Task prompt >>
Repeat the entries below exactly as they appear, with no pictures.

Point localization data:
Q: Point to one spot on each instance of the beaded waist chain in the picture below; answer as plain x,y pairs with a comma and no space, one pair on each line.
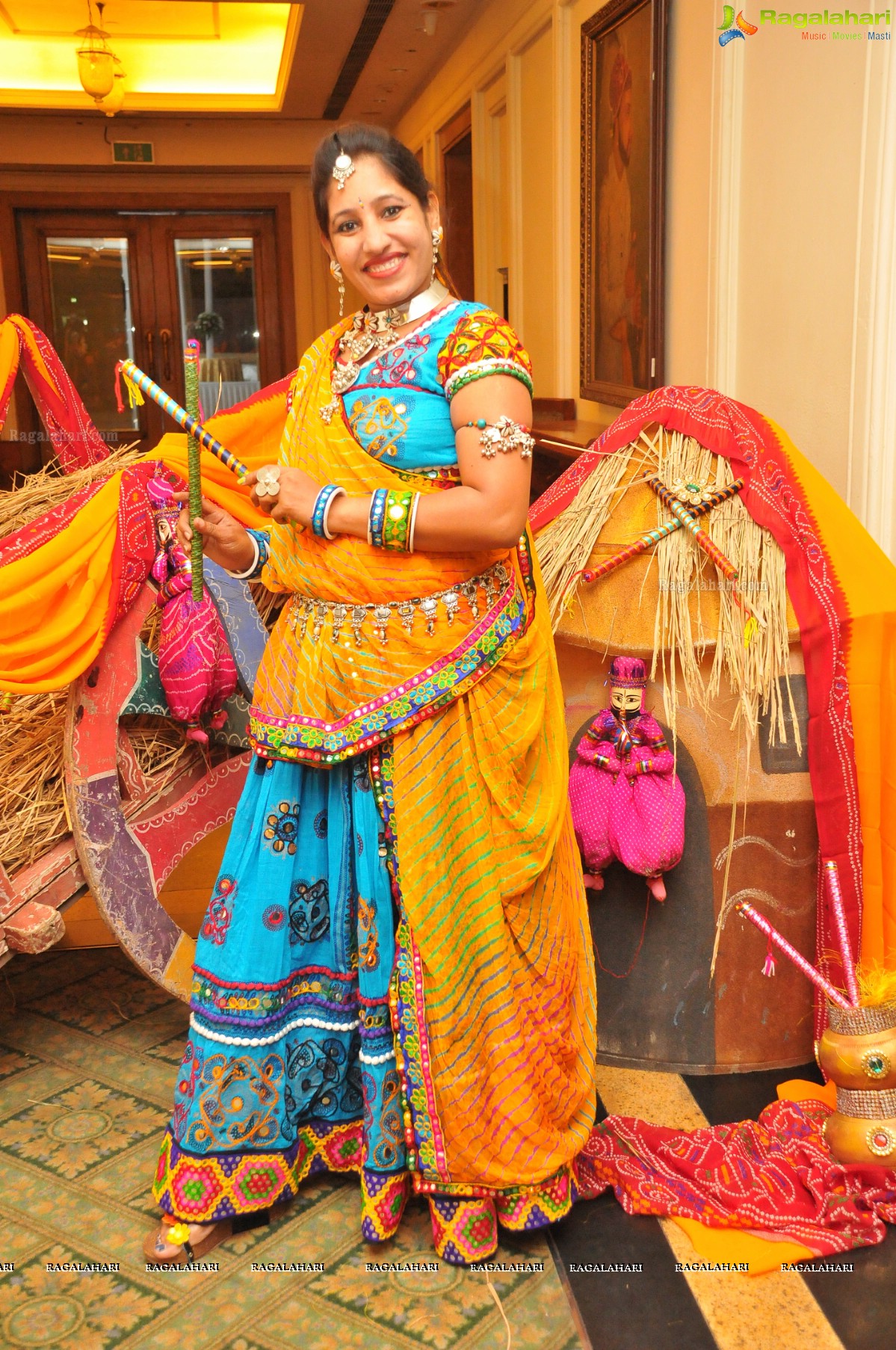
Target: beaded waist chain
305,609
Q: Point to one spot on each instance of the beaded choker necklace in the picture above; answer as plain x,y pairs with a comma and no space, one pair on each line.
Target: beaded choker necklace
373,333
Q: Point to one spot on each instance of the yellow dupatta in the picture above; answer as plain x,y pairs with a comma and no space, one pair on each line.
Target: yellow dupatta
324,693
494,986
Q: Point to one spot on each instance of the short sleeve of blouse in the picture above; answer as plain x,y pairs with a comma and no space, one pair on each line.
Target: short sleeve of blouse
482,345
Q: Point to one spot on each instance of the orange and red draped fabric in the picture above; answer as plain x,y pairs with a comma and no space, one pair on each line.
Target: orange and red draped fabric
844,593
69,576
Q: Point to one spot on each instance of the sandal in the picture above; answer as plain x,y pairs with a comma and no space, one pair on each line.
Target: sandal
177,1233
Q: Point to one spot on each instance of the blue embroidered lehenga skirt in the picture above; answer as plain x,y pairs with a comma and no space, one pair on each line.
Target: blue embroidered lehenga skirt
289,1067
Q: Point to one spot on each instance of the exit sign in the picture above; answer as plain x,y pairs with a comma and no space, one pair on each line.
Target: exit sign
132,152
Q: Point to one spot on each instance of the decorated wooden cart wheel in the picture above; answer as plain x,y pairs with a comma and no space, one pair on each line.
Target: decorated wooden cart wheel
132,827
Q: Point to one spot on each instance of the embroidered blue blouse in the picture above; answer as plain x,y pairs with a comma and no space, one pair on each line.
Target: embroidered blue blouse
400,407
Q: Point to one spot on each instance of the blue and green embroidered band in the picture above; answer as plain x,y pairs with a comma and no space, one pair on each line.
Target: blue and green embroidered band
397,520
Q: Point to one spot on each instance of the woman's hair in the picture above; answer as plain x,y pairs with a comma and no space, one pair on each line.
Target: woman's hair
355,139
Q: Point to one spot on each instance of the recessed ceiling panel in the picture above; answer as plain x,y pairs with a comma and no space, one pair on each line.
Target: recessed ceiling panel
179,55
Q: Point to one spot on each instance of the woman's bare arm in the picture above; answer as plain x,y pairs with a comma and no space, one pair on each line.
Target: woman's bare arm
489,509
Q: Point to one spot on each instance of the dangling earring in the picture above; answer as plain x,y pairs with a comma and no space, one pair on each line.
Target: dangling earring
338,273
436,239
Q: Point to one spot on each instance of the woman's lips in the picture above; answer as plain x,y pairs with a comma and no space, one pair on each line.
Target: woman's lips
386,266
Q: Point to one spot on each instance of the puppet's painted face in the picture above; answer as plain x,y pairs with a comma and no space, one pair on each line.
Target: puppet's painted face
626,701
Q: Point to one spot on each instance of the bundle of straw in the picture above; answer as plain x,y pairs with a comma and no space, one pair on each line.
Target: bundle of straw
33,494
31,810
750,659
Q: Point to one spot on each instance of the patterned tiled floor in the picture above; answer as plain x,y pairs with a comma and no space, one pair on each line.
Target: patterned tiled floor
88,1056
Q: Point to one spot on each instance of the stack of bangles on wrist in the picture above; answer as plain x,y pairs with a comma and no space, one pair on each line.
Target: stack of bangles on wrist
390,523
320,514
392,520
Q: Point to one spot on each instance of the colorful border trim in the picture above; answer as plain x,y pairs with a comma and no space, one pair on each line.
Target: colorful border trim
219,1186
485,368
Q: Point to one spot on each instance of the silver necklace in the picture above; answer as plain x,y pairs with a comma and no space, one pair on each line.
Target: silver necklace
373,333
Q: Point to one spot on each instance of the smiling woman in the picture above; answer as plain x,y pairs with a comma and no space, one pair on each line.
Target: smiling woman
407,988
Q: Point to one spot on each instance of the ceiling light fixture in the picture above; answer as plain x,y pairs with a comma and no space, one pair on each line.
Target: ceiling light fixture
99,70
96,62
430,13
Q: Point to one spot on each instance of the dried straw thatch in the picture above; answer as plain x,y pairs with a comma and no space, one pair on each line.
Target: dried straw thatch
33,816
685,628
33,494
31,809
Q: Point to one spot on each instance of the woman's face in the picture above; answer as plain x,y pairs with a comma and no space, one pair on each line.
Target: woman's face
381,235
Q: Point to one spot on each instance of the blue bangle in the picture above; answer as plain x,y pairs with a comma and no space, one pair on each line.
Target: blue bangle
321,509
377,517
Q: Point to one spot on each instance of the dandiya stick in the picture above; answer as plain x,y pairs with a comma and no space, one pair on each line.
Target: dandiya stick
842,932
653,536
134,375
701,536
194,469
799,961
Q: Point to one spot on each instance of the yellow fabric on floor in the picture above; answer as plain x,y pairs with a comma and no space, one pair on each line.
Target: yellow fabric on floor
737,1246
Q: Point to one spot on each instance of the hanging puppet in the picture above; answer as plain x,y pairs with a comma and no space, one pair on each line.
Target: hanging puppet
626,800
196,663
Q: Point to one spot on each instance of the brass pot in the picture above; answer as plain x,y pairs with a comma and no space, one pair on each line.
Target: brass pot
859,1055
867,1138
860,1061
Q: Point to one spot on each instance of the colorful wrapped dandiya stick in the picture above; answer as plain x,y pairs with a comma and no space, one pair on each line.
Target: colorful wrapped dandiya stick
799,961
701,536
653,536
842,932
194,465
138,380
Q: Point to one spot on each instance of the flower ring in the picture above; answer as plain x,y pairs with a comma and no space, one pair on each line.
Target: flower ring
268,482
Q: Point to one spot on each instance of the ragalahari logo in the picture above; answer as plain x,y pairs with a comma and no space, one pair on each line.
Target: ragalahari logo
733,28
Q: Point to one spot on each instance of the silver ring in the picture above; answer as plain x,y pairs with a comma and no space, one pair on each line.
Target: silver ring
268,482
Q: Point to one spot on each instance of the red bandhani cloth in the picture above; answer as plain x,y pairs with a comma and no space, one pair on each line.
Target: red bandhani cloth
72,432
770,1176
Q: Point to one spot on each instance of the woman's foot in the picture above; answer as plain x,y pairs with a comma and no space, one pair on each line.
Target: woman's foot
162,1248
656,887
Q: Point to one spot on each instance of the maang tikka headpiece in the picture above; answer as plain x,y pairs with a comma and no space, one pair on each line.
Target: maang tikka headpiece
343,167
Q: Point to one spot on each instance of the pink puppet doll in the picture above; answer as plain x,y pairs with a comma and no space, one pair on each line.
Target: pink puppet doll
196,663
626,800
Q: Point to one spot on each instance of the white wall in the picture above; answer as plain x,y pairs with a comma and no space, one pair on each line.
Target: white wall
780,219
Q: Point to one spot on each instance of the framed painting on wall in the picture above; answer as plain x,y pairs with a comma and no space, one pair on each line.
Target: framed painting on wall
622,200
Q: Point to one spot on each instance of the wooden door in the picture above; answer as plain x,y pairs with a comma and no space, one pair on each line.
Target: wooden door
115,284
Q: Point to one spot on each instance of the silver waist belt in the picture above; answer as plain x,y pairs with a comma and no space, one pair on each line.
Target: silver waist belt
309,609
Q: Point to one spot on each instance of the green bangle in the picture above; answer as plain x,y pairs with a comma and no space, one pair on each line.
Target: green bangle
397,520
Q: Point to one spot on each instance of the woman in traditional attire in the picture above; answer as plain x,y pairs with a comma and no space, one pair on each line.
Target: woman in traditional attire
395,973
626,800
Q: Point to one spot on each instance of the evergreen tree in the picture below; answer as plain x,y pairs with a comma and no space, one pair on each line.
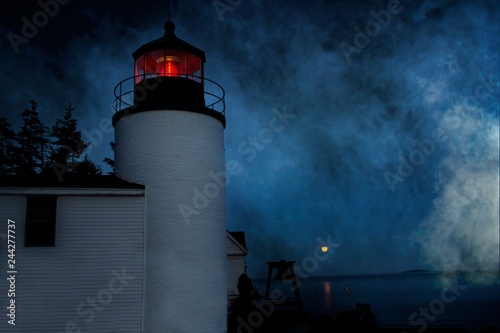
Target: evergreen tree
32,144
69,147
87,168
7,137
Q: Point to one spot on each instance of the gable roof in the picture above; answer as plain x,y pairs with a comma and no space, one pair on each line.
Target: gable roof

Your solution >>
Q: Point to one spot on each instance of the beaded waist chain in the picture below; answer as plain x,y pairs with a comma and no space, one pair on each line.
Target: beaded waist chain
305,609
Q: Point to one spot on each instance of the beaded choker necklace in the picture above; answer as plain x,y pairs with a comma and no space, one pair on each line.
Target: beaded choker necklace
373,333
Q: Point to one spot on each instance of the yellow dupatta in the picture above; answer as plain x,y pairs with a comma and no space, one pair on each line.
Target: yellow dupatta
324,693
494,986
Q: Point to one spot on each instance of the short sleeve of blouse in the picture above; answer as plain x,y pairs with a comma and no space, one pair on each line.
Target: short sleeve of blouse
482,345
Q: Point to one spot on each instance of the orange and red draped fabric in the picture above; answer as plain x,y pairs with a comma and no space, one pair on each line.
Target: orange and red draped fabric
844,593
69,576
Q: Point to one spot on each instance of the sandal in the picture above; answer as plain x,y pairs with a comma and no space, one pair on each line.
Target: sandal
177,1233
Q: Point to one spot on each instance of the blue embroidered lehenga skirt in the picture above; answer as plain x,y pairs with a comma and no space, one pair on each line.
Target: blue embroidered lehenga skirt
289,1067
Q: Point to one spot on each instance of the exit sign in the picture above; answer as plain x,y pairs with a comma and no space, one pair on each line.
Target: exit sign
132,152
Q: Point to one spot on each instance of the decorated wooden cart wheel in the picture above; answer as plain x,y pairs with a comma and no space, one pair on each line.
Target: decorated wooden cart wheel
132,827
Q: Point to one spot on each instance of the embroidered blue blouse in the picture above; answer as plain x,y pairs with a comma and no space, one pair on each line.
Target: embroidered blue blouse
400,407
Q: Point to one spot on each instance of the blue and green embroidered band in the picture above; answer as plain x,y pairs with a comma and no space, one pair on each line.
Target: blue and green embroidered band
397,520
Q: Point to one spot on each instance of the woman's hair in the picture above; answer as plain x,y pairs with a comma and no space, one pair on each line.
Target: woman's hair
355,139
Q: Point to one spot on each instance of the recessed ceiling panel in the picture above; answer as plain x,y pairs with a comma and no space, one pair on each line.
Target: recessed ceiling panel
179,55
Q: Point to one spot on each instance of the woman's bare arm in the picture above; answer as plain x,y pairs with a comma and no space, one pair on each line.
Target: woman's bare arm
489,509
Q: Point to one spot on each instance of the dangling earring in the picture above; answer as plain x,y pairs with a comma and no space, one pair on each line.
Target: dangling earring
338,273
436,239
Q: Point to one spot on each instance of the woman's lips in the picture above; answer as plain x,y pairs with a comma and no space, one pair on each line.
Target: woman's lips
386,266
Q: Point to one spot on each instance of the puppet's painted face in the picture above; answer as plain x,y pairs with a comma and no space, one pair on each line.
Target: puppet's painted face
626,701
Q: Point to one spot on each instance of the bundle of straw in the picture above; answer as plain x,y pairs with a comma and no space, one pair on each line.
Target: bundle of straw
33,494
31,810
750,659
Q: Point to one spot on each instance of the patterned tiled floor in the picture above; answer as plain x,y pairs with a comma and no space, one pair on each line.
Target: patterned tiled floor
88,1056
Q: Point to one spot on each instance of the stack of bangles on wrist in the picture above; answer as plain x,y pairs with a comma and no space, one pair on each line.
Target: stack of bangles on wrist
390,523
320,514
392,520
Q: Point to one spot on each instance of the colorful border trim in the picture above; answer as plain x,y pairs with a comma and no space, one pair on each line.
Target: colorful border trim
219,1186
485,368
Q: Point to one spot on each instance of the silver necklace in the picture above; answer as plain x,y pairs with a comma and no space, one pair on each line.
Target: silver necklace
373,333
Q: Point to one spot on each instance of the smiling woman in the picture above; answer as plain x,y pairs with a comma and no space, one pair on each line.
Target: smiling woman
407,988
Q: Point to one spot on each instance of the ceiling light fixture in the picture above; answer as plain x,y pairs with a comma and no space, one pair on each line.
Target: ceiling light fixture
99,70
96,62
430,13
Q: Point to one spot on each instance of the dried straw thatch in the picture above; answer as plain x,y pairs with a comma and no space, one pair on each line.
Target: dried straw thatch
33,816
685,628
33,494
31,809
Q: Point to one spot on each instance of the woman's face in the picture above; answer as plain x,y pairs with a comma and no space, one pair on each line.
Target: woman's face
381,235
Q: Point to one spot on each instance of the blue bangle in the picture above; answer as plain x,y pairs with a comma and no space, one pair on each line.
Target: blue bangle
321,509
377,517
Q: Point to one spot on each instance of the dandiya stick in the picture above; answer as plain x,y pairs with a comma and no space, one pair on each line.
Target: dandiya stick
842,932
653,536
134,375
701,536
194,469
799,961
Q: Point to one spot on each instance of the yellow fabric on floor in the picture above; answer as plain x,y pairs with a comma and no space, one pair on each line.
Target: yellow fabric on floor
737,1246
Q: Point to one spot on each instance of the hanging puppet in the picture above; answer as plain x,y pairs with a comma and no space, one pair on each line.
Target: hanging puppet
626,800
196,663
Q: Point to one spot on each instance of the brass pot in the picture above; answer as plain x,y pairs with a comma and no space, one pair on each line.
Target: brass pot
859,1055
867,1138
860,1061
Q: Point to one spot on each instance of the colorful wrapped dandiya stick in the picture above; answer as plain x,y pairs with a comma and no space, one pair on each line.
Target: colorful wrapped dandiya stick
799,961
701,536
653,536
842,932
194,465
138,380
Q: Point to one spot on each instance of the flower ring in the picture above; answer as plain x,y pairs with a comma and no space, one pair on each line.
Target: flower ring
268,482
Q: Point to one spot on each instance of the ragalahari logo in the picture above; answer as plain x,y pairs with a comma and no space, one pair on each line.
Target: ragalahari logo
733,28
Q: Point to one spot on each instance of the silver ring in the picture above; answer as plain x,y pairs with a comma and no space, one pair on each line.
Target: silver ring
268,482
Q: Point to one spot on each instance of the red bandhani cloth in the picture above; answer as plain x,y pairs with a comma and no space, one pair on each line.
Target: red bandhani cloth
72,432
770,1176
Q: Point to one spot on each instance of the woman's foot in the picture above; answer as plain x,y pairs with a comma and no space, one pair on each line.
Target: woman's foot
162,1248
656,887
Q: Point to one spot on each instance of the maang tikka headpiece in the picture above; answer as plain x,y pairs with a comma and no space, one pair on each line.
Target: maang tikka headpiece
343,167
Q: Point to one spot on each instance of the pink puppet doll in the picture above; answer as plain x,y pairs with a comma and no space, one pair on each line.
Target: pink puppet doll
196,663
626,800
Q: Point to one spot on each instance of the white wall in the picture above; answer as plain x,y pairs with a comma and no space, one pair on each line.
Target: white wall
780,219
Q: Point to one spot on each instance of the framed painting on wall in the picture above; answer as plain x,y pairs with a comma and no space, one pair on each line.
Target: framed painting on wall
622,200
Q: Point to one spot on each instance of the wooden door in the picture above; answer as plain x,y pairs with a comma and no space, one pair on each line.
Target: wooden door
115,284
Q: Point to one spot on each instance of the silver waist belt in the picture above; answer as plain x,y pairs with a comma and no space, one pair on each line.
Target: silver waist belt
309,609
Q: Point to one spot on each instance of the green bangle in the picture above; answer as plain x,y pairs with a comma and no space, one pair on each line.
Target: green bangle
397,520
Q: Point to one spot on each instance of the woman in traditional attire in the picture above; answer as plain x,y pairs with a comma and no space, one pair on each line.
Target: woman in traditional attire
395,973
626,800
Q: Point to one spot on each instance of the evergreen tree in the picture below; answer as plain x,y pairs with a comma and no space, one pair on each line.
Target: evergreen tree
32,144
69,147
87,168
7,137
Q: Point to one spot on each instance of the gable roof in the picture above; answer as plain x,y pairs with a comma and no space, one pair on each line.
Target: gable roof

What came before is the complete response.